Features: DVD, Mono Audio, Black & White About the Transfer:
Eyes Without a Face is presented in its original aspect ratio of 1.66:1. On standard 4:3 televisions, the image will appear letterboxed. On standard and widescreen televisions, black bars may also be visible on the left and right to maintain the proper screen format. This new high-definition digital transfer was created on a Spirit Datacine from a 35mm fine-grain master positive. Thousands of instances of dirt, debris, and scratches were removed using the MTI Digital Restoration System. The soundtrack was mastered at 24-bit from the 35mm fine-grain positive optical track, and audio restoration tools were used to reduce clicks, pops, hiss, and crackle. The Dolby Digital 1.0 signal will be directed to the center channel on 5.1-channel sound systems, but some viewers may prefer to switch to two-channel playback for a wider dispersal of the mono sound.
= = =
Decide whether each statement below agrees with the transfer notes. Answer yes or no for each and quote the words that decide it. (a) The film is shown in an aspect ratio of 1.85:1. (b) The transfer was made from a 35mm fine-grain master positive. (c) The soundtrack was mastered at 16-bit.
= = =
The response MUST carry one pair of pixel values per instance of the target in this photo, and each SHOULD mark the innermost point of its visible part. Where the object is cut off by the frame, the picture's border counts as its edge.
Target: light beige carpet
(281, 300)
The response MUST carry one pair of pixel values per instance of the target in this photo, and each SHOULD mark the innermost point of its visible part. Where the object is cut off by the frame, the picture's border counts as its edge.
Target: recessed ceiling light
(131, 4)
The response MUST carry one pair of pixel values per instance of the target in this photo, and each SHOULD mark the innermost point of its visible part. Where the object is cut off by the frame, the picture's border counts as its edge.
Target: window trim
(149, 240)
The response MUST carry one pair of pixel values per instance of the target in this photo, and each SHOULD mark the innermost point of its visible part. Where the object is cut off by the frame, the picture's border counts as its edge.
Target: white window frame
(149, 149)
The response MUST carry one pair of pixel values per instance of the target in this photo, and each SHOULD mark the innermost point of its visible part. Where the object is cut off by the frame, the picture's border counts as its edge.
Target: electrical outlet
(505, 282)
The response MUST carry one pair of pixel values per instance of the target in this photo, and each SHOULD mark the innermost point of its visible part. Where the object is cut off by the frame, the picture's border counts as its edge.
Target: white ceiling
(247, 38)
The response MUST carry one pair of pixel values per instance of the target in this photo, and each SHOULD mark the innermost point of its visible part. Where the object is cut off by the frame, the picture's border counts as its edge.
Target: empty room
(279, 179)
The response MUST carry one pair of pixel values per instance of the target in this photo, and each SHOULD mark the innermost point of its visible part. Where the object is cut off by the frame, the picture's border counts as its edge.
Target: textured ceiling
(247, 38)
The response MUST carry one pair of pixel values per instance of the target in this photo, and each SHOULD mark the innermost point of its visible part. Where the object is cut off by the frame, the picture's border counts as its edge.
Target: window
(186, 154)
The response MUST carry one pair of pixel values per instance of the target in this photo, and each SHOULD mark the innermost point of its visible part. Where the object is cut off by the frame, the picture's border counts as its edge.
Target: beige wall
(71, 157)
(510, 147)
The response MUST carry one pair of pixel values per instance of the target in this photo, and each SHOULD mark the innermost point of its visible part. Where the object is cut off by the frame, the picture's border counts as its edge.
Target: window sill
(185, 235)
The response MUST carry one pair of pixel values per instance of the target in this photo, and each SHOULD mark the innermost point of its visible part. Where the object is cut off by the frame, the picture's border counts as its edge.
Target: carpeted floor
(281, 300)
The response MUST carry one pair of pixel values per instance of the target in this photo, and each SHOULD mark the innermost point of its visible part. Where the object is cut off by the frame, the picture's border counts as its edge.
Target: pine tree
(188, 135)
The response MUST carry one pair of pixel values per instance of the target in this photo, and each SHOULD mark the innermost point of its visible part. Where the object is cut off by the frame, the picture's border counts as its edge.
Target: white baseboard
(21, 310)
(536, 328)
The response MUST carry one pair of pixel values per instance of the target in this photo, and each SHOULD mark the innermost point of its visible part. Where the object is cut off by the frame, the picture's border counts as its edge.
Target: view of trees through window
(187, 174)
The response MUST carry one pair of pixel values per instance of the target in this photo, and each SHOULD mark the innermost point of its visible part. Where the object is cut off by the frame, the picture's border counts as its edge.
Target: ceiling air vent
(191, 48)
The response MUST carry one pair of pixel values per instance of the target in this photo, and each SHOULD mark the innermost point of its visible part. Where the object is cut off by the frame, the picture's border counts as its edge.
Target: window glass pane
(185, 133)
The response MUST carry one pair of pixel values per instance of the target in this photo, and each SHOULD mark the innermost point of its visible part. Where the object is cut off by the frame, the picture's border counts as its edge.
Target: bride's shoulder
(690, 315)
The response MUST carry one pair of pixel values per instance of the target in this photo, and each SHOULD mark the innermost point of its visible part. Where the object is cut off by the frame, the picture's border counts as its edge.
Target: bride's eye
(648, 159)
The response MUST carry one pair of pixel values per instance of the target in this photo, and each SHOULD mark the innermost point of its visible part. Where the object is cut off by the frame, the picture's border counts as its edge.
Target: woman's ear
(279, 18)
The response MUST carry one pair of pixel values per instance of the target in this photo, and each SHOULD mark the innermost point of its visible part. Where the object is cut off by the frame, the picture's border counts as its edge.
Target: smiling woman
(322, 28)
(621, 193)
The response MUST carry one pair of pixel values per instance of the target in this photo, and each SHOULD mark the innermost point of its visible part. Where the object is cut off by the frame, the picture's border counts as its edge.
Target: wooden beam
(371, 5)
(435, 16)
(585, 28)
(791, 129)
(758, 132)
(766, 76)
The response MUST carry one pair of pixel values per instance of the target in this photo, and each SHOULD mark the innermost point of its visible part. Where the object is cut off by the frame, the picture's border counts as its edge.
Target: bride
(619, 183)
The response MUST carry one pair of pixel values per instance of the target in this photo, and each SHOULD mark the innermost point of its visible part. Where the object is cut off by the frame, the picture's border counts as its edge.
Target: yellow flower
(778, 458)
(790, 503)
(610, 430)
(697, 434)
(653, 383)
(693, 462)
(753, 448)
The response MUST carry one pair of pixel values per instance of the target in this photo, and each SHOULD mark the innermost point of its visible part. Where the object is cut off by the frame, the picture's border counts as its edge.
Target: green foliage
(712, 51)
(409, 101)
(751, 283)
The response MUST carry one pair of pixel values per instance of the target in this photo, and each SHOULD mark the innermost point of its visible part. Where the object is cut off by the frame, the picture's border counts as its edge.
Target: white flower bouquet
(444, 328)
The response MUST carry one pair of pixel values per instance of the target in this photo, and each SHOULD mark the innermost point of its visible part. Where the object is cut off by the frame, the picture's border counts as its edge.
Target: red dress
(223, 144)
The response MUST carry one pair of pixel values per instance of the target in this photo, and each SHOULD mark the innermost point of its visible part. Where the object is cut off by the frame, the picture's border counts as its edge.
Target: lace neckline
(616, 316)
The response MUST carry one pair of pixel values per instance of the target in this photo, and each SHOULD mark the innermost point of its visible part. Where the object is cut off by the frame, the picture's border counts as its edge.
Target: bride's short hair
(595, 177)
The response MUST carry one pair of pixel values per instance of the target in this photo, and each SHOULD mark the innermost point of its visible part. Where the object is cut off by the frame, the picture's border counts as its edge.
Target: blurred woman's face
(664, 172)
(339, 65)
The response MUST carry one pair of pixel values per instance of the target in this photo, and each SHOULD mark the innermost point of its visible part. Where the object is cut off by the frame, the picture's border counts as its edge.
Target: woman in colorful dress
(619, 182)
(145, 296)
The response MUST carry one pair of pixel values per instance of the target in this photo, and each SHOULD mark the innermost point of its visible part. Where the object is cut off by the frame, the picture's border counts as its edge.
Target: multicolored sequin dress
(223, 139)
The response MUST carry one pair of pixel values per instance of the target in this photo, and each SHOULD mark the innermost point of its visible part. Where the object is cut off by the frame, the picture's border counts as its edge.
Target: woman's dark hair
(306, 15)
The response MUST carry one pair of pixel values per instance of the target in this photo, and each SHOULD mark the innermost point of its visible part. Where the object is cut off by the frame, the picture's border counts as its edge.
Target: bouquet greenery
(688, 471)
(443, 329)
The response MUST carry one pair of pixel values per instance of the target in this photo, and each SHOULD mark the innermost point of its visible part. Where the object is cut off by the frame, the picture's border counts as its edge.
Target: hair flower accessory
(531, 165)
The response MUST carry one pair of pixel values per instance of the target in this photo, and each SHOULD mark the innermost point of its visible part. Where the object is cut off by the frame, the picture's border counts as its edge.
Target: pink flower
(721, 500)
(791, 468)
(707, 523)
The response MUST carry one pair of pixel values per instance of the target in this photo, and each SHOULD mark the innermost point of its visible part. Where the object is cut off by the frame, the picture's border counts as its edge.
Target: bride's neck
= = =
» Result:
(a) No: "presented in its original aspect ratio of 1.66:1"
(b) Yes: "created on a Spirit Datacine from a 35mm fine-grain master positive"
(c) No: "The soundtrack was mastered at 24-bit"